Document excerpt |
****************

CRISPR-Cas9 is a genome editing tool that allows scientists to add, remove, or alter specific sections of DNA, not just in people but in other organisms as well.

Scientists at Harvard University recently used this technique to slow a progressive form of deafness in mice.

The genetic mutation that causes this condition also occurs in people, although only in a small number of families — so it may not be long before scientists try this treatment in people.

Another area that Gupta expects to see developments in the near future is gene expression regulation. Being able to control which genes are active may give scientists a way to treat diseases without having to alter the DNA.

While any disease is a potential target for gene therapy, some treatments are easier to achieve in the clinic.

It’s no coincidence that one of the first gene therapies approved by the FDA is a treatment for blindness.

“Eye conditions are amenable to gene therapy for various reasons,” said Gupta, “including easy access to the eye and treatment outcomes that are more readily evaluated than in some other cases.”

More complex genetic diseases, such as Hunter syndrome, involve multiple organ systems and the damage occurs deeper inside the body than the eye.

Blood diseases are also easier targets because blood cells can be removed, genetically modified, and then put back into a person’s body.

This includes the leukemia treated by the recently approved CAR T-cell therapy. But there are other potential treatments.

“Hemophilia A and B are major targets that many companies are actively pursuing,” said Gupta.

Hemophilia is a genetic disorder that impairs the blood’s ability to clot.

“Also, we should see developments in sickle cell disease or beta thalassemia,” added Gupta, “where discrete mutations may be edited to correct abnormal hemoglobin production that causes rapid destruction of red blood cells and anemia.”

Gupta thinks muscular dystrophy may be another major target for gene therapy in the near future.

Even gene therapies that would help only a couple thousand people would be a remarkable achievement.

But what happens when people who are blind, have a blood clotting disorder, or have cancer can’t afford the treatment?

Gene therapy techniques are still fairly new, so we may see a drop in price once the research and development for these drugs becomes more commonplace.

“In the short term, the costs will likely be high,” said Gupta. “Eventually, with economies of scale, pricing should come down as it usually does.”

Part of the high cost of gene therapy is the one-off treatment. Drug companies have to recover their development costs in a single payment.

Compare this to a pill taken every day by a person for the rest of their life — the high costs spread out over this longer period are much less steep.

The question, though, is how much will the price drop?

Drug companies still charge tens of thousands of dollars for drugs that need to be taken every day. And let’s not forget the $100,000 hepatitis treatment that debuted last year.

David Mitchell, founder and president of the advocacy group Patients for Affordable Drugs, told MIT Technology Review that drug companies will charge “what they think they can get away with.”

Spark Therapeutics has been negotiating with insurance companies to woo them into covering the blindness treatment. This includes a partial refund if the therapy doesn’t work during the first three months.

One insurer, Harvard Pilgrim Health Care, has already agreed to pay for the Luxturna therapy.

So even with an $850,000 price tag, many people with insurance may never pay this amount out of pocket.

But like much of healthcare in the United States, this won’t help someone who is uninsured, underinsured, or whose insurance hasn’t signed on to cover a flashy new gene therapy treatment.

Over the past decade, the challenge of gene therapy has been making it work in the clinic. Next in line is making sure everyone with a disease gets the help they need.

“We must remain vigilant to make treatments accessible,” said Gupta. “These wonderful achievements of science have resulted from work supported by taxpayer funds over a long period of time. The future of gene therapy is bright, but we must make it brighter by making it affordable for each and every individual.”

****************

Stored data entries:
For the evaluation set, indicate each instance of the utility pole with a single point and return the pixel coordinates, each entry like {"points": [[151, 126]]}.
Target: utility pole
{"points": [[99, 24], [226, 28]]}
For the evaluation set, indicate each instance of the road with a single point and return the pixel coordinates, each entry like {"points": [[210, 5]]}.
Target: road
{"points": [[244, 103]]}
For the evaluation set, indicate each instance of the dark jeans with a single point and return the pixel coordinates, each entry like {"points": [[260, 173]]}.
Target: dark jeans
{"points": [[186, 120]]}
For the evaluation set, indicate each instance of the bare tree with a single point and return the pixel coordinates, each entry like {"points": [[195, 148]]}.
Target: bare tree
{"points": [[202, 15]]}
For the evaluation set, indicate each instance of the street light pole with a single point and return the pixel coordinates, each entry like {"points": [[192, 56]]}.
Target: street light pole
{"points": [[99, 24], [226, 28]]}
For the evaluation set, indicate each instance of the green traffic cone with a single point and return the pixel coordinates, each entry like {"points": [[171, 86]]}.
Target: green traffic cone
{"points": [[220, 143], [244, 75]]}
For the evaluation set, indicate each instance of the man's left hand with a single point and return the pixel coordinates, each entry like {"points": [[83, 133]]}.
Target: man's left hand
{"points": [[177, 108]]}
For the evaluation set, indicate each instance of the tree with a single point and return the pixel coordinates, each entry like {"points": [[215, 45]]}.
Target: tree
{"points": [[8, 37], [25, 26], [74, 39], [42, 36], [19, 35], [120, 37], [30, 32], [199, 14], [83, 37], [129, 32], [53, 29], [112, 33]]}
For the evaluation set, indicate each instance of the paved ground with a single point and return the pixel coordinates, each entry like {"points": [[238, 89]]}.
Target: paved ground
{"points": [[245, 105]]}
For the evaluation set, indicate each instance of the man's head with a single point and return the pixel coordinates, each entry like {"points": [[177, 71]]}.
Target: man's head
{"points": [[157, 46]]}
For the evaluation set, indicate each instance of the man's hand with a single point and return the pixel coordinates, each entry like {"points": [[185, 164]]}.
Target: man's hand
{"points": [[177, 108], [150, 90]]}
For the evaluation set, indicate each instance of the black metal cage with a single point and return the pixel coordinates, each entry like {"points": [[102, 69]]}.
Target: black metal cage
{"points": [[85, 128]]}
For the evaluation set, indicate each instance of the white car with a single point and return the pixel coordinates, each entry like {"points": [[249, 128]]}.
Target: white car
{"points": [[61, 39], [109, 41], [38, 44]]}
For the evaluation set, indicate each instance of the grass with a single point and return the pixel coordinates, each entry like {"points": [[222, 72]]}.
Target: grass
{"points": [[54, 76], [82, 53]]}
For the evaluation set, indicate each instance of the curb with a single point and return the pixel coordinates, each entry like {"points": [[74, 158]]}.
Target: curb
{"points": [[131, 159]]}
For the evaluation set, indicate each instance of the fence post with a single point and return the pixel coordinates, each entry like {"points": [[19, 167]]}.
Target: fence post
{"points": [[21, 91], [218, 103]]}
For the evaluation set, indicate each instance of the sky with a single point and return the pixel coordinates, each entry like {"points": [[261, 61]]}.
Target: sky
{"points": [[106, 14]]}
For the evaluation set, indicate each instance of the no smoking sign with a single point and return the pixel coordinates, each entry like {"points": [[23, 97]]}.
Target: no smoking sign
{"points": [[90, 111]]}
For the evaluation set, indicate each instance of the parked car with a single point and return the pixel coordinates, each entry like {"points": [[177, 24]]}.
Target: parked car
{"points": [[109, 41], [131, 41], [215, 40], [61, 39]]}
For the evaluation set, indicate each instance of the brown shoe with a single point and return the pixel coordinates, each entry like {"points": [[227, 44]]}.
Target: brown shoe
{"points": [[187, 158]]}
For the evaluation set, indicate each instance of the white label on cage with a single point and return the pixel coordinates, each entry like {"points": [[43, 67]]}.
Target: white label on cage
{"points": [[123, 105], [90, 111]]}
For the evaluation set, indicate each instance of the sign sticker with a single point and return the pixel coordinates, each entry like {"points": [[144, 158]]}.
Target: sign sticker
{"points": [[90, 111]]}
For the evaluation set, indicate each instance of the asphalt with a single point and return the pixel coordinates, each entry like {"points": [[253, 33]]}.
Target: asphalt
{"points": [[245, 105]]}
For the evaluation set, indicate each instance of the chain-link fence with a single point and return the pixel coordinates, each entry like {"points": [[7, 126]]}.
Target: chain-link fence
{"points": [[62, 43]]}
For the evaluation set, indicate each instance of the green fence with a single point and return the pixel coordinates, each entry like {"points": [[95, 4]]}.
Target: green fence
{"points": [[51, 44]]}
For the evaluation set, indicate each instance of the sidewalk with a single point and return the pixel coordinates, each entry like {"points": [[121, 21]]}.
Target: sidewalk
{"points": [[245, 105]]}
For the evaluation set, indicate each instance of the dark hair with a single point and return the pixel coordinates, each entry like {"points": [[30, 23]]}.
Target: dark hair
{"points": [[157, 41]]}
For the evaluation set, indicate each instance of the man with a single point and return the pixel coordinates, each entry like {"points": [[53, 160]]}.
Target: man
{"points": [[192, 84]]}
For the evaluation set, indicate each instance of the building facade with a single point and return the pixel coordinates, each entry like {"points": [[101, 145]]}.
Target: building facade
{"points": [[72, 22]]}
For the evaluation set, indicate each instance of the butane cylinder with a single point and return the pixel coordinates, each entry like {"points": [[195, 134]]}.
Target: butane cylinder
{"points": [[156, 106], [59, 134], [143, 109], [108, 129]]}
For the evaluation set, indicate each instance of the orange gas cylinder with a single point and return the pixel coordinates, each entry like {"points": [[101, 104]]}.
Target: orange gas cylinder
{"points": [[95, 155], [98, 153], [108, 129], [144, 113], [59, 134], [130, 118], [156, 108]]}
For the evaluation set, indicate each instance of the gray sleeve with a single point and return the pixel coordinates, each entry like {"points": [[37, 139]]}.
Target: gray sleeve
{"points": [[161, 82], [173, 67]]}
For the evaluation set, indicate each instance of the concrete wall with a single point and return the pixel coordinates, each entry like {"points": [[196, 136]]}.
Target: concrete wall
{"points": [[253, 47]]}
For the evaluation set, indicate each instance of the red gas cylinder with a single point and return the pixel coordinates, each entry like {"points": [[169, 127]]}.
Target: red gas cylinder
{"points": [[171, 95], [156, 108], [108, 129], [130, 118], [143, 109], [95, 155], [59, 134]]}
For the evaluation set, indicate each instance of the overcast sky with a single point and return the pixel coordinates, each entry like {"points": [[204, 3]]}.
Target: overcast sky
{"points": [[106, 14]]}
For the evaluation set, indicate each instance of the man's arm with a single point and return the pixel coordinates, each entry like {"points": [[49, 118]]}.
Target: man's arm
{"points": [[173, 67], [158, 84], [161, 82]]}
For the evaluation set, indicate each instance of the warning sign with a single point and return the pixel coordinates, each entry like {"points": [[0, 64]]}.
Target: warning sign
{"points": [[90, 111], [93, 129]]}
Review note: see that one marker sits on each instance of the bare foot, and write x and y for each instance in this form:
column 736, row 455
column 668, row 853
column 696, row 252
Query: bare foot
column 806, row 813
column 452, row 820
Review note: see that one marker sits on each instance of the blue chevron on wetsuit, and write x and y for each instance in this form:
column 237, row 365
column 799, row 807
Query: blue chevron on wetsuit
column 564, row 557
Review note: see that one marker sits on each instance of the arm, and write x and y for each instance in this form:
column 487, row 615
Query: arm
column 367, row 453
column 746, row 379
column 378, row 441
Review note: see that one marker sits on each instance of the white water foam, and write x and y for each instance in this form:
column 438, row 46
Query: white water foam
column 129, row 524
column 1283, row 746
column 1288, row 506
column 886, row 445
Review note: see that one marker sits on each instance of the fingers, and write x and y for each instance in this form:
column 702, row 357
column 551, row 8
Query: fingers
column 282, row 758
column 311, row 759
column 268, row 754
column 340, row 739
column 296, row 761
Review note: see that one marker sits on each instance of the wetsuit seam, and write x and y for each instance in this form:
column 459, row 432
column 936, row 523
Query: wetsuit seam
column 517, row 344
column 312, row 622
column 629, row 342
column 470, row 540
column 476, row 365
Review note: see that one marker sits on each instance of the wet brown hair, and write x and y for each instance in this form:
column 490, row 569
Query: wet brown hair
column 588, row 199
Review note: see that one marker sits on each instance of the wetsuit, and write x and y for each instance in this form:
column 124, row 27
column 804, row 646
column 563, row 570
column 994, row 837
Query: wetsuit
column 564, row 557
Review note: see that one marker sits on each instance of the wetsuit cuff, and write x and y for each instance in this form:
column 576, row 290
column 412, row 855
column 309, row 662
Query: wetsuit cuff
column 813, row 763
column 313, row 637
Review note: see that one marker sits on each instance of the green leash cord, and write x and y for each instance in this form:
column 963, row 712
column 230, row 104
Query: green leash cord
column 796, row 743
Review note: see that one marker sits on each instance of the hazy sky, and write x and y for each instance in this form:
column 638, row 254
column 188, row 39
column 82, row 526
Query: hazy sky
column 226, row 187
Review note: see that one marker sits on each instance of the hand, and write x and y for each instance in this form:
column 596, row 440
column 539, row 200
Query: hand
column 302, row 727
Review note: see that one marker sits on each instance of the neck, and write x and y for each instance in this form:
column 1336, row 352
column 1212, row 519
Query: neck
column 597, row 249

****************

Prompt 1 |
Answer these questions using the gene therapy passage:
(a) In which animals did Harvard scientists use CRISPR-Cas9 to slow a progressive form of deafness?
(b) Which insurer has already agreed to pay for the Luxturna therapy?
(c) What advocacy group did David Mitchell found?
Prompt 2 | Reproduce the gene therapy passage from "But like much" to "gene therapy treatment.", swapping "healthcare" for "medical care".

Response 1 |
(a) Mice.
(b) Harvard Pilgrim Health Care.
(c) Patients for Affordable Drugs.

Response 2 |
But like much of medical care in the United States, this won’t help someone who is uninsured, underinsured, or whose insurance hasn’t signed on to cover a flashy new gene therapy treatment.